Job 1
In the thread on swapping normalization layers below, why did ptrblck have to define the proxy MyGroupNorm module?
Job 2
List every keyword argument passed to nn.GroupNorm in the code in the thread on swapping normalization layers below.
Job 3
From the thread on swapping normalization layers below, quote the passage starting with "If you want" and going on through "without changing it.".
-- Excerpt to read start --
If you want to properly swap the normalization layers, you should instead write a custom nn.Module, derive from the resnet as the base class, and change the normalization layers in the __init__ method.

You could reuse the forward without changing it.

mobassir94 · July 5, 2020, 10:40am

@ptrblck if you could give an working example with a torchvision model then it could help a lot
i searched in google,posted in github also in stackoverflow and got answer nowhere so a working example demo could be of great help,thank you anyway

ptrblck · July 6, 2020, 5:08am

The current ResNet implementation seems to accept different normalization layers as an argument (you might need to update torchvision, if your installed version doesn’t have this argument).
Here is a small code snippet:

from torchvision.models import resnet


class MyGroupNorm(nn.Module):
    def __init__(self, num_channels):
        super(MyGroupNorm, self).__init__()
        self.norm = nn.GroupNorm(num_groups=2, num_channels=num_channels,
                                 eps=1e-5, affine=True)
    
    def forward(self, x):
        x = self.norm(x)
        return x

model = resnet.ResNet(resnet.BasicBlock, [2, 2, 2, 2], num_classes=1000, zero_init_residual=False,
                 groups=1, width_per_group=64, replace_stride_with_dilation=None,
                 norm_layer=MyGroupNorm)
print(model)

Note that I needed to define the proxy MyGroupNorm module, since the initialization of the norm_layer will only take one argument (as seen in this line of code), while nn.GroupNorm needs two.

mobassir94 · July 6, 2020, 7:21am

@ptrblck thank you a lot.
how do i load weight of pretrained model?
i tried this :

from torchvision.models import resnet


class MyGroupNorm(nn.Module):
    def __init__(self, num_channels):
        super(MyGroupNorm, self).__init__()
        self.norm = nn.GroupNorm(num_groups=2, num_channels=num_channels,
                                 eps=1e-5, affine=True)
    
    def forward(self, x):
        x = self.norm(x)
        return x

model = resnet.ResNet(resnet.BasicBlock, [3, 4, 6, 3], num_classes=5, zero_init_residual=False,
                 groups=1, width_per_group=64, replace_stride_with_dilation=None,
                 norm_layer=MyGroupNorm)
print(model)

and then this to load pretrained weight of resnext50 :


weights_path = '../input/pytorch-se-resnext/se_resnext50_32x4d-a260b3a4.pth'
model.load_state_dict(torch.load(weights_path))
-- Excerpt to read end --
-- Given material start --
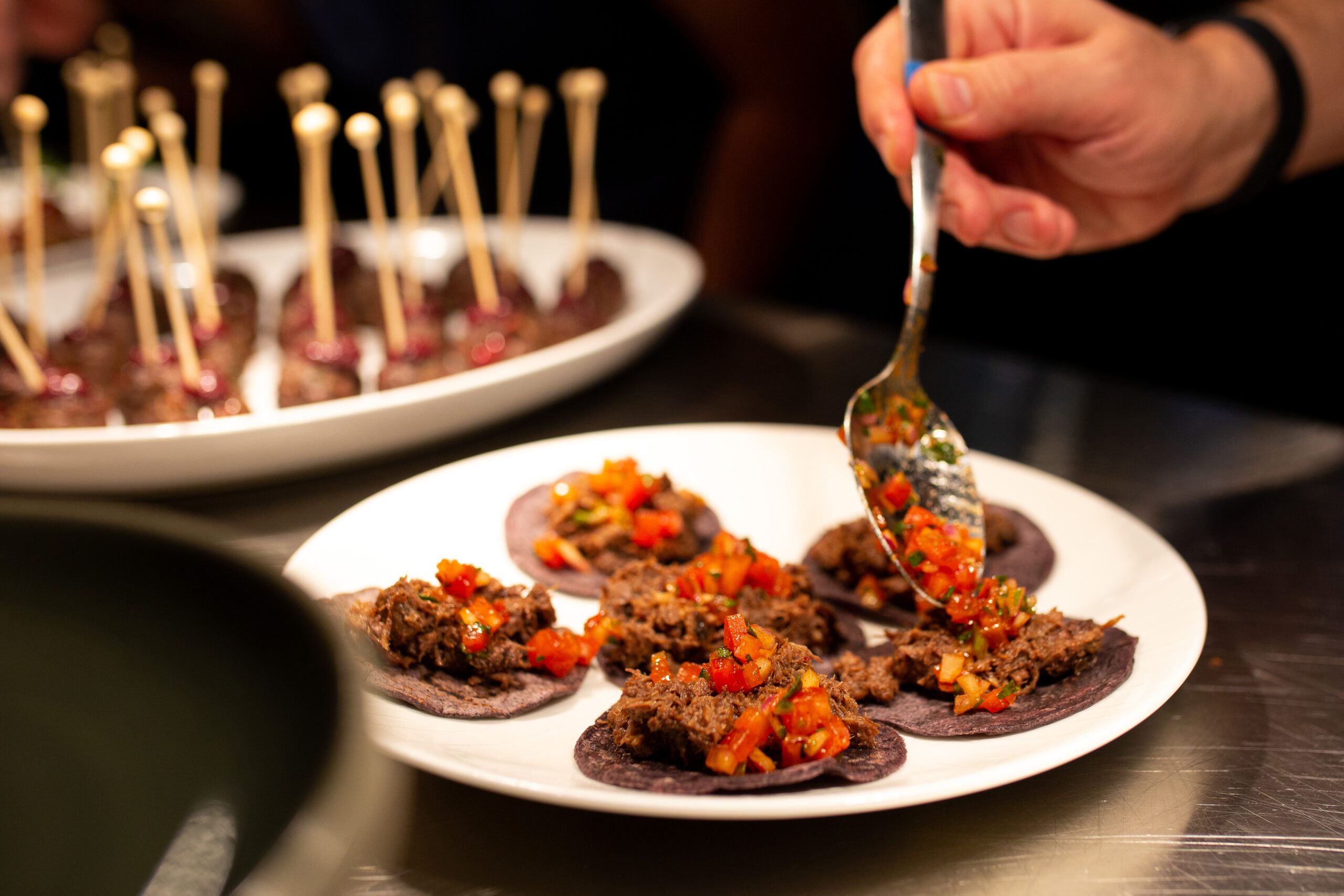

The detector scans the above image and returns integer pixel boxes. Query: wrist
-- Given material end --
Response 1
The norm_layer initialization takes only one argument, while nn.GroupNorm needs two.

Response 2
num_groups, num_channels, eps, affine

Response 3
If you want to properly swap the normalization layers, you should instead write a custom nn.Module, derive from the resnet as the base class, and change the normalization layers in the __init__ method.

You could reuse the forward without changing it.